• DIRECTION: Reproduce every one of the records below verbatim, line for line.

***

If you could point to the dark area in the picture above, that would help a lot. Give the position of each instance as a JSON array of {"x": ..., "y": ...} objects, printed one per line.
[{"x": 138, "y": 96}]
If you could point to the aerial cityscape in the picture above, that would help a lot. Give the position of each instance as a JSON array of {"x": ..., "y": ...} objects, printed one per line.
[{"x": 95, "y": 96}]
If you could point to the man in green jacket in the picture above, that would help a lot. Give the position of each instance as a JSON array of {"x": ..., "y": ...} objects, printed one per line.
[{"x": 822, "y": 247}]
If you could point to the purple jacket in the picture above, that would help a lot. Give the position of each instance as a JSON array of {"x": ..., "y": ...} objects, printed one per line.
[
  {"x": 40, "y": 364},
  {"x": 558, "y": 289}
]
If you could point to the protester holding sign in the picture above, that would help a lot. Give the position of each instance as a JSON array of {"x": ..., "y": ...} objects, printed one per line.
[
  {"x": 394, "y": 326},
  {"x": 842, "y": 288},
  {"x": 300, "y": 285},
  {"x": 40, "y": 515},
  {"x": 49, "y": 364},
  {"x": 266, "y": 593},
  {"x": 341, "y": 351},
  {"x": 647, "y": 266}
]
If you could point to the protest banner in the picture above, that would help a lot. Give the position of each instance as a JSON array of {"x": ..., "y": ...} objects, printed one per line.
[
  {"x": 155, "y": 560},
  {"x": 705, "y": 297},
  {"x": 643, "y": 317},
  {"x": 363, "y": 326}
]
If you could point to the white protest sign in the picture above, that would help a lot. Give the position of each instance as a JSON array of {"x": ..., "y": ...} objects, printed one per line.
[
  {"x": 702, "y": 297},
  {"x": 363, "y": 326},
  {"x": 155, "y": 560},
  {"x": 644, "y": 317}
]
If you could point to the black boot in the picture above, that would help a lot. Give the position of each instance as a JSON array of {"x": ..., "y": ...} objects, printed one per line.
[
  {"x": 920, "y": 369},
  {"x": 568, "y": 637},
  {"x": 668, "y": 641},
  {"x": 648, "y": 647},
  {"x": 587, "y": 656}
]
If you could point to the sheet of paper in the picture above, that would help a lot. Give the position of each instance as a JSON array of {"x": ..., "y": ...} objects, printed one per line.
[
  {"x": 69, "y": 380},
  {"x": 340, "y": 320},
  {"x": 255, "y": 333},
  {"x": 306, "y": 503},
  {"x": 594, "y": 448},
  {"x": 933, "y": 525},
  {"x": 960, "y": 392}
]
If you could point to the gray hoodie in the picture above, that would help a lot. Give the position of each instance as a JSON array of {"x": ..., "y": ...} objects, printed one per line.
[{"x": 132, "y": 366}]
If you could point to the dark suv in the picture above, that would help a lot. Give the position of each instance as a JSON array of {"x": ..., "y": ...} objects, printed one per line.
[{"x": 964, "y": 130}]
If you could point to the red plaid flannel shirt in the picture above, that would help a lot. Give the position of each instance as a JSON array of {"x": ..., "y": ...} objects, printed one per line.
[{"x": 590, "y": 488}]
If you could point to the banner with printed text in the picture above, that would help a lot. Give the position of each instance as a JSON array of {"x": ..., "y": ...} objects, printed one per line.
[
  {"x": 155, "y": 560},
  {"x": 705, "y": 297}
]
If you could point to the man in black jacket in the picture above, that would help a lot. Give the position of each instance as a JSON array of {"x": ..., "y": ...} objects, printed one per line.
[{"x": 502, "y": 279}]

***

• FULL OUTPUT:
If you could point to the dark area in the picture above, that would help a lot. Give the position of each instance as a JSON array of {"x": ..., "y": ...} objects, printed one per line.
[{"x": 138, "y": 96}]
If you could point to the aerial cityscape in the picture above, that would help a lot. Give the position of each instance as a JSON array of {"x": ..., "y": ...} objects, printed one per line.
[{"x": 95, "y": 96}]
If you could point to the man in green jacket in the picture above, that would help a lot. Give the position of each instance as a JSON array of {"x": ..., "y": ...} objects, printed one per line.
[{"x": 822, "y": 247}]
If you could point to the purple jacket in the picture above, that would help a lot. Give the position of each instance as a JSON array of {"x": ..., "y": ...} objects, printed one per line.
[
  {"x": 40, "y": 364},
  {"x": 558, "y": 289}
]
If you could point to the protester holding sign in the picture above, that would help a lot. Give the position of each instance as a JSON array of {"x": ..., "y": ...} objects, printed one per line.
[
  {"x": 394, "y": 326},
  {"x": 842, "y": 288},
  {"x": 300, "y": 285},
  {"x": 40, "y": 515},
  {"x": 49, "y": 364},
  {"x": 266, "y": 593},
  {"x": 341, "y": 351},
  {"x": 647, "y": 266}
]
If you could point to the protest banner in the picture above, that would help a lot. Give the position of each instance as a JSON array of {"x": ..., "y": ...} objects, printed one per line.
[
  {"x": 155, "y": 560},
  {"x": 705, "y": 297},
  {"x": 643, "y": 317},
  {"x": 363, "y": 326}
]
If you could point to the white protest sign in the picture above, that would help a lot. Give the position of each instance as a JSON array of {"x": ..., "y": ...} objects, printed one per line.
[
  {"x": 702, "y": 297},
  {"x": 363, "y": 326},
  {"x": 155, "y": 560},
  {"x": 644, "y": 317}
]
If you could point to the black boot in the picture above, that would help a lot. Give the position of each instance as a JSON array of {"x": ..., "y": ...} objects, printed one per line.
[
  {"x": 920, "y": 369},
  {"x": 568, "y": 637},
  {"x": 668, "y": 641},
  {"x": 648, "y": 647},
  {"x": 587, "y": 656}
]
If you could point to the sheet of paper in the picture above, that would help a lot. Give the position of each instance as a JSON array of {"x": ..., "y": ...} objects, printed one per line.
[
  {"x": 69, "y": 380},
  {"x": 340, "y": 320},
  {"x": 255, "y": 333},
  {"x": 306, "y": 503},
  {"x": 594, "y": 448},
  {"x": 933, "y": 525},
  {"x": 960, "y": 392}
]
If you could point to the gray hoodie in the picture above, that would help a lot. Give the position of each instance as a JSON array of {"x": ..., "y": ...} objects, printed one per line.
[{"x": 132, "y": 366}]
If you could point to the dark suv in the picture above, that would help a lot. Give the position of each instance as a JSON array of {"x": ..., "y": ...} objects, printed one per line.
[{"x": 964, "y": 130}]
If you could point to the red plaid flannel shirt in the picture above, that would help a lot. Give the position of each instance as a JSON array of {"x": ..., "y": ...} objects, printed one per line.
[{"x": 590, "y": 488}]
If you could point to the banner with printed text in the picture above, that would help a lot. Give the position of each instance as a JSON array of {"x": ..., "y": ...} objects, printed one per line.
[
  {"x": 155, "y": 560},
  {"x": 705, "y": 297}
]
If you could point to the man in black jacket in the picture above, that would help a lot. Give the position of each instance as a JSON array of {"x": ..., "y": ...} objects, printed one per line.
[{"x": 502, "y": 279}]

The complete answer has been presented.